Exercise prompt =
Restate the records in full, keeping every word as it is.

═══

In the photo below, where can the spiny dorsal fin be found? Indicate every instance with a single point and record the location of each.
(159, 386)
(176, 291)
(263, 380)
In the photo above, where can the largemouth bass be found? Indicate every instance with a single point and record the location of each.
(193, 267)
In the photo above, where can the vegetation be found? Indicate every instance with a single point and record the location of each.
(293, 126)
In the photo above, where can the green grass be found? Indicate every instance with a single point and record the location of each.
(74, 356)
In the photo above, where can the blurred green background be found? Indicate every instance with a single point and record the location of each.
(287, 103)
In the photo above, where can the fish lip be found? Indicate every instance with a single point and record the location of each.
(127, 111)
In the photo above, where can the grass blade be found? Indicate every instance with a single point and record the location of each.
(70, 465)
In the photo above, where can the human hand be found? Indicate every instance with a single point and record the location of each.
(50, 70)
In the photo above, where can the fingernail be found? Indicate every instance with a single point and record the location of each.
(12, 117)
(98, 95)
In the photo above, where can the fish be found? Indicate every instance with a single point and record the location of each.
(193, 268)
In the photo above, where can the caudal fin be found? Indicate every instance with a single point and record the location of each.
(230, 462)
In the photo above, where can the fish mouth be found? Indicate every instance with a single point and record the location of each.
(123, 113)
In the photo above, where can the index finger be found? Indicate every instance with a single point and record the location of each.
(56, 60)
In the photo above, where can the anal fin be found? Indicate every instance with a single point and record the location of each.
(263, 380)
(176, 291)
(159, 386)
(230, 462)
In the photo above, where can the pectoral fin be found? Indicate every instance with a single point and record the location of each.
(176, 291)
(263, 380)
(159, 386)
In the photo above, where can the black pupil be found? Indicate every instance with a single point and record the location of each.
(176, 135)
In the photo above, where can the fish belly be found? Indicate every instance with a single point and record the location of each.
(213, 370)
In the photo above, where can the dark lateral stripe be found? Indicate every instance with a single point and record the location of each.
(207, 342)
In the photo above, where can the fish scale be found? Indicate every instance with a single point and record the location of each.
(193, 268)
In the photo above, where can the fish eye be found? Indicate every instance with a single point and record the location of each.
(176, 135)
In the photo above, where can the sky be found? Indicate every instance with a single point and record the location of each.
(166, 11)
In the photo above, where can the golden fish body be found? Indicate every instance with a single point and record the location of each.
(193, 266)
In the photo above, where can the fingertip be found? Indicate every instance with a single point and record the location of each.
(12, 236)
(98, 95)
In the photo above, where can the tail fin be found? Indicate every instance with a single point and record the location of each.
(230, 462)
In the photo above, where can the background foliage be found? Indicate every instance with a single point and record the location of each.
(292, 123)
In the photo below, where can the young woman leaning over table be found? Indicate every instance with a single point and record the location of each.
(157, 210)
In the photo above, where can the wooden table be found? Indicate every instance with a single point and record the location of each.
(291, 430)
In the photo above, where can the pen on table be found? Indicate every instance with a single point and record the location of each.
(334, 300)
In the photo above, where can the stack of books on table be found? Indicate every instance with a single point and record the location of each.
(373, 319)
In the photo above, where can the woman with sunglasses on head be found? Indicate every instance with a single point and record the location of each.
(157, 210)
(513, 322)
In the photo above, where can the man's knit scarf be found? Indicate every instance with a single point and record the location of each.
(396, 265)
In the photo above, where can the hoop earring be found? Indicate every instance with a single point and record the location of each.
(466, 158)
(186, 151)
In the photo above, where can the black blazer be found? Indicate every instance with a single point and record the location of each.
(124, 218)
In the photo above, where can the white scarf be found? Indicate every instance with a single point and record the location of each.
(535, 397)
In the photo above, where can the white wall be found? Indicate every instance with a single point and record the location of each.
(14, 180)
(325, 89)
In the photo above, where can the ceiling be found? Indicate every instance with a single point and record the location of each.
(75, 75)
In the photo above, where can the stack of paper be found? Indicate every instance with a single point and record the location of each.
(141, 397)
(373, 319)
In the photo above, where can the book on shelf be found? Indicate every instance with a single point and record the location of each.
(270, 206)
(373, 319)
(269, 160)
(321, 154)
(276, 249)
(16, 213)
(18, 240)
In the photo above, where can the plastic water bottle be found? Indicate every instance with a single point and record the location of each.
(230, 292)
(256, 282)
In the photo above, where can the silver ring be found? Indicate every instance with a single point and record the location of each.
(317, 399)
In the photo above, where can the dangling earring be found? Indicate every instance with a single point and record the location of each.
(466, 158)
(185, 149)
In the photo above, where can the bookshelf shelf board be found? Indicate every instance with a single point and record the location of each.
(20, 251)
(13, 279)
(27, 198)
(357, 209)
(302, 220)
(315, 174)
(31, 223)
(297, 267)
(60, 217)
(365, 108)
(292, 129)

═══

Your response =
In the photo below, where can the spiny dorsal fin be found? Indicate every instance with a single point and record the location of each.
(159, 386)
(176, 291)
(263, 380)
In the photo above, where can the largemouth bass be found? Indicate every instance with a single point and record the location of each.
(193, 267)
In the photo above, where can the vegetation be found? Indicate every instance with a single point and record the location of each.
(293, 126)
In the photo above, where can the green grass be found? Indicate every instance with a single point and record the location of each.
(74, 356)
In the photo above, where can the blurred green background be found? Indicate every instance with a single point and record the location of each.
(287, 103)
In the photo above, where can the fish lip be found? Indicate every instance with a single point and record the location of each.
(127, 111)
In the photo above, where can the grass blade be found? Indicate every instance with a single point and record the location of each.
(70, 465)
In the photo above, where can the human hand be found? Indicate every instance with a single point and record the location of each.
(50, 70)
In the photo above, where can the fingernail be found? Indicate every instance with a single point and record the location of each.
(12, 117)
(98, 95)
In the photo above, where can the fish be found? Indicate every instance with a single point and record the location of each.
(193, 268)
In the photo above, where can the caudal fin be found? Indicate every instance with a single point and record the location of each.
(230, 462)
In the photo above, where can the fish mouth be found? Indicate every instance with a single point and record the location of each.
(123, 113)
In the photo above, where can the index finger be found? Indicate every instance with a single point and record the location of each.
(56, 60)
In the photo above, where can the anal fin be found? Indicate every instance with a single point and record the location of each.
(263, 380)
(176, 291)
(159, 386)
(230, 462)
In the photo above, where can the pectoral fin be found? Indicate every instance with a single point and record the location of each.
(176, 291)
(263, 380)
(159, 386)
In the photo above, where can the black pupil be found? Indicate every instance with a single point and record the location of each.
(176, 135)
In the photo above, where can the fish belly be found? Indicate every instance with a single point and record the location of each.
(213, 370)
In the photo above, where can the dark lateral stripe be found? Indicate every instance with a single point and record the location of each.
(207, 342)
In the photo above, where can the fish scale be found? Indicate every instance with a single point and record the location of each.
(193, 268)
In the photo above, where can the fish eye be found? Indicate every instance with a single point and record the location of each.
(176, 135)
In the photo above, where can the sky be found? Indicate every instance with a single point and record the location of each.
(166, 11)
In the photo above, where can the golden fish body be found? Indicate every instance with a single point and record the location of each.
(193, 266)
In the photo above, where can the fingertip be found? Indicate every instance with a single point and record the location of each.
(12, 236)
(98, 95)
In the photo above, where can the tail fin be found? Indicate every instance with a single point and record the location of each.
(230, 462)
In the photo above, where can the background foliage be found? Indicate every instance with a single point and record the location of each.
(292, 123)
In the photo below, where can the young woman leaning over table be found? Indicate every instance with a single point and record the location of each.
(157, 210)
In the photo above, where can the wooden table be found? Indicate every instance with a single point and record the location of each.
(291, 430)
In the photo above, where can the pen on table be found? Indicate every instance with a single point and record the location of each.
(334, 300)
In the photo above, where can the stack of books on table be found? Indicate every instance with a single point and record the location of each.
(373, 319)
In the photo above, where can the woman with sunglasses on head be found? Indicate every instance with a single point and record the location of each.
(157, 210)
(513, 322)
In the photo above, where can the man's knit scarf be found? Indicate every instance with a single point and record the location of each.
(396, 265)
In the photo above, where can the hoop earring be found? Indicate every instance with a single point and record the location of each.
(466, 158)
(186, 151)
In the photo above, where can the black blazer be found? Indicate every instance with a single point and record the location of each.
(124, 218)
In the photo above, where can the white scarf be found? Indicate every instance with a single point and record the location of each.
(535, 397)
In the photo above, where can the white wall be found? Indicate every instance with a single point and record the location of each.
(14, 180)
(325, 89)
In the photo above, where can the ceiling be found? Indicate every instance with a single point and record the location of each.
(75, 75)
In the photo above, where can the stack of paper be found? Indicate every instance with a single point and record the location of each.
(141, 397)
(373, 319)
In the photo above, where can the book on shelf be found? Indicate every instance with a single point and record the location of each.
(270, 206)
(373, 319)
(269, 160)
(321, 154)
(276, 249)
(16, 213)
(18, 240)
In the photo above, where can the plastic water bottle be found? Indicate every instance with a single point and record the location of each.
(230, 292)
(256, 282)
In the photo above, where can the silver ring be found? Indicate every instance with a single point and record the location of each.
(317, 399)
In the photo above, where can the dangling earring be found? Indicate every instance with a single point and record the location of each.
(466, 158)
(185, 149)
In the photo above, where can the bookshelf shelf board be found? Indicate every instance with a single point and record the location of each.
(20, 251)
(13, 279)
(27, 198)
(357, 209)
(302, 220)
(315, 174)
(31, 223)
(297, 267)
(60, 217)
(365, 108)
(292, 129)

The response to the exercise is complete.